■ Problem requirements ■
Could you write out, exactly and with no pictures, every line from the one containing "Locate the sun" through the last line of the entries?

■ Listed entries ■
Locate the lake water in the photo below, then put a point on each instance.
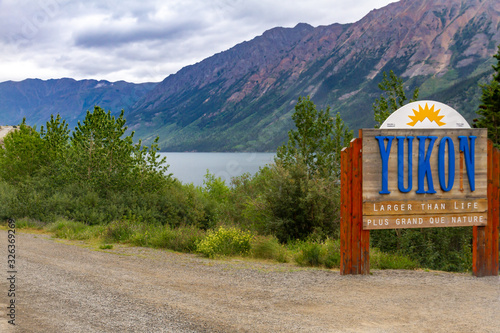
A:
(192, 167)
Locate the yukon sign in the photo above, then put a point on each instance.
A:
(425, 167)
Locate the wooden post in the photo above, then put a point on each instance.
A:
(485, 239)
(354, 241)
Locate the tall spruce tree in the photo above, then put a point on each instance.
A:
(316, 141)
(489, 109)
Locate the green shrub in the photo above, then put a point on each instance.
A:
(381, 260)
(121, 231)
(63, 228)
(29, 223)
(310, 254)
(447, 249)
(332, 257)
(316, 254)
(268, 247)
(182, 239)
(225, 241)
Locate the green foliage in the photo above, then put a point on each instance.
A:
(313, 253)
(23, 154)
(225, 242)
(96, 176)
(489, 109)
(447, 249)
(300, 205)
(392, 98)
(268, 247)
(316, 141)
(381, 260)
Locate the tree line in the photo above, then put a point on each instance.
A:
(97, 175)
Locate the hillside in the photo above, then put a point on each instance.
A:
(242, 99)
(37, 99)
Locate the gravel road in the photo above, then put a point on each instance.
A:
(70, 287)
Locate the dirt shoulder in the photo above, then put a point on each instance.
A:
(64, 287)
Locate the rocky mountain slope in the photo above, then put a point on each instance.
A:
(242, 99)
(37, 99)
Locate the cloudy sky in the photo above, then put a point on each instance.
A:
(141, 41)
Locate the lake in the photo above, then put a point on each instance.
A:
(192, 167)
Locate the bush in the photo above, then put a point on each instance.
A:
(225, 242)
(316, 254)
(63, 228)
(381, 260)
(446, 249)
(182, 239)
(268, 248)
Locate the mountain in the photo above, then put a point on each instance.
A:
(243, 98)
(37, 99)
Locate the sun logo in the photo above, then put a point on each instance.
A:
(423, 113)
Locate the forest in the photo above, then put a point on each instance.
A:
(95, 183)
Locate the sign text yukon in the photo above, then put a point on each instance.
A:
(416, 178)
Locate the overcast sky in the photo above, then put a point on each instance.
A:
(144, 41)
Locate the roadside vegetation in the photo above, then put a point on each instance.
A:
(96, 184)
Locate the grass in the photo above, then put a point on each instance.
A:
(322, 254)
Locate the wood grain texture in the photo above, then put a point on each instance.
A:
(425, 221)
(485, 239)
(460, 199)
(372, 180)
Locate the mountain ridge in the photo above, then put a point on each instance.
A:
(242, 98)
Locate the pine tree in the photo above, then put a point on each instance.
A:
(489, 109)
(316, 141)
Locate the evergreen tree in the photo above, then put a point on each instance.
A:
(316, 141)
(392, 98)
(489, 109)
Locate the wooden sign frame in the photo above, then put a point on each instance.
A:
(355, 241)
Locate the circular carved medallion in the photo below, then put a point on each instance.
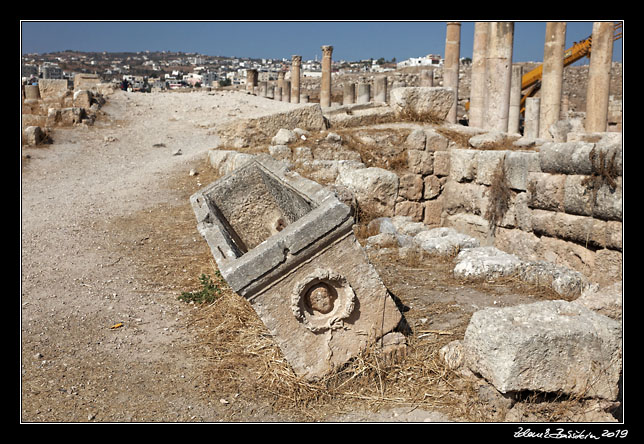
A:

■ Task output ■
Locate the sun logo in the photo above, then put a point on each instance.
A:
(423, 113)
Locate the forest in the photo above, then put a point on each instance.
A:
(95, 183)
Locate the sign text yukon in the photo above, then put a point on each instance.
A:
(416, 178)
Locate the overcast sky in the photo above, then put a point on each instance.
A:
(144, 41)
Locate the roadside vegetation in the photo above, then put a point on each instance.
A:
(96, 184)
Locate the grass in the photo above, then put a point on each instance.
A:
(322, 254)
Locate the wood grain texture in the photo above, then put a point on each instance.
A:
(425, 221)
(485, 239)
(460, 199)
(372, 180)
Locate the mountain ridge in the photo above, then put a point on each instance.
A:
(242, 98)
Locate the pine tree in the photo above, then put a point on each instance.
A:
(489, 109)
(316, 141)
Locate the evergreen tree in the photo above, then put a point on each instance.
A:
(316, 141)
(392, 98)
(489, 109)
Locate the wooden sign frame in the photo above, then put a point on each instance.
A:
(355, 241)
Locate the circular carved medallion in the photo below, then put a point on each instance.
A:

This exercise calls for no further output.